EXERCISE BRIEF: Copy the records below word for word, starting at the line that contains "the yellow petal" and ending with the last line of the records, both ends included.

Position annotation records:
/---

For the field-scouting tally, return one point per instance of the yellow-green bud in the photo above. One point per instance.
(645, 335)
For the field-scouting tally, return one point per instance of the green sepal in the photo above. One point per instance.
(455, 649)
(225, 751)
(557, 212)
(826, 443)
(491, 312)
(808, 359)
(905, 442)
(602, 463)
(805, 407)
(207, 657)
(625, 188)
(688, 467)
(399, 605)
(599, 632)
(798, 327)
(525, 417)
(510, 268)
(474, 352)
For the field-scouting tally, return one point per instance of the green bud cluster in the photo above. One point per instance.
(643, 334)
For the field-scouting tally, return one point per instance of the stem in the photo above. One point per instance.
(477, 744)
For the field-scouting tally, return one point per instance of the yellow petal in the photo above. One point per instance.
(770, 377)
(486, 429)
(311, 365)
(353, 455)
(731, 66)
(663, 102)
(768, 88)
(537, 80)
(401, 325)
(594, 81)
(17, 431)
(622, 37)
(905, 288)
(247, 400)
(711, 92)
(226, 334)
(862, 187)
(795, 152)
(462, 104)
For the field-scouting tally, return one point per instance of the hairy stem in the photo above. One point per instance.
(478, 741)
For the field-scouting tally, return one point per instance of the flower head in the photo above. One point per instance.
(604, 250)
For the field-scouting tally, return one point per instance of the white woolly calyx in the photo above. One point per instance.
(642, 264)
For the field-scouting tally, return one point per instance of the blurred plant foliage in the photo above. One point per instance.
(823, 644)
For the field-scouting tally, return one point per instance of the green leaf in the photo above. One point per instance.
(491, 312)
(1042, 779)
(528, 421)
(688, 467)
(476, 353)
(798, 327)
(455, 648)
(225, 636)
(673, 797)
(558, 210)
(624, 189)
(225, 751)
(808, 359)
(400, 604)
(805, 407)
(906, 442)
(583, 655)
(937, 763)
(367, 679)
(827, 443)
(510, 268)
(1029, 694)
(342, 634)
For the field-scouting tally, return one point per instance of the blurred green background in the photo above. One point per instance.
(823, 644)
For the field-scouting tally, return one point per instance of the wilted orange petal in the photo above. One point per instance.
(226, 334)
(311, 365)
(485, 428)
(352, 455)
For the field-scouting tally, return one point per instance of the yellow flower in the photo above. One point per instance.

\---

FINISHED EXERCISE:
For the field-scouting tally, return one point per instance of the yellow petal in the photo above. One point per instance.
(770, 377)
(486, 429)
(311, 365)
(353, 455)
(731, 66)
(663, 102)
(768, 88)
(537, 80)
(401, 325)
(594, 81)
(17, 431)
(622, 37)
(905, 288)
(247, 400)
(711, 92)
(226, 334)
(862, 187)
(795, 152)
(462, 104)
For the field-scouting tally, return one point per instance of the hairy stem in the photo above. One point per instance.
(478, 741)
For the field-scouting tally, return one point per instance of the flower head in the photo above. One point per instance.
(604, 250)
For the field-scouting tally, return one point per instance of the white woolly calyx in the photo above. One point per instance.
(642, 264)
For the field-scouting tally, return one point per instance of the blurred plant foliage in the photo above. One point per instance.
(823, 644)
For the field-scouting tally, return one point per instance of the green leaf in the photo above. One point per instance.
(491, 312)
(1042, 779)
(528, 421)
(688, 467)
(476, 353)
(798, 327)
(455, 648)
(225, 636)
(673, 797)
(558, 210)
(624, 189)
(225, 751)
(808, 359)
(400, 604)
(805, 407)
(906, 442)
(583, 655)
(937, 763)
(367, 679)
(827, 443)
(510, 268)
(1029, 694)
(342, 634)
For the field-scouting tally, return one point per instance of the blurred green background in the photo above. One point per instance.
(823, 644)
For the field-scouting tally, return one point per instance of the wilted orange petal in the photo above. One point per instance.
(226, 334)
(311, 365)
(485, 428)
(352, 455)
For the field-scouting tally, return one point per instance of the yellow flower in the photo above. One point per instance.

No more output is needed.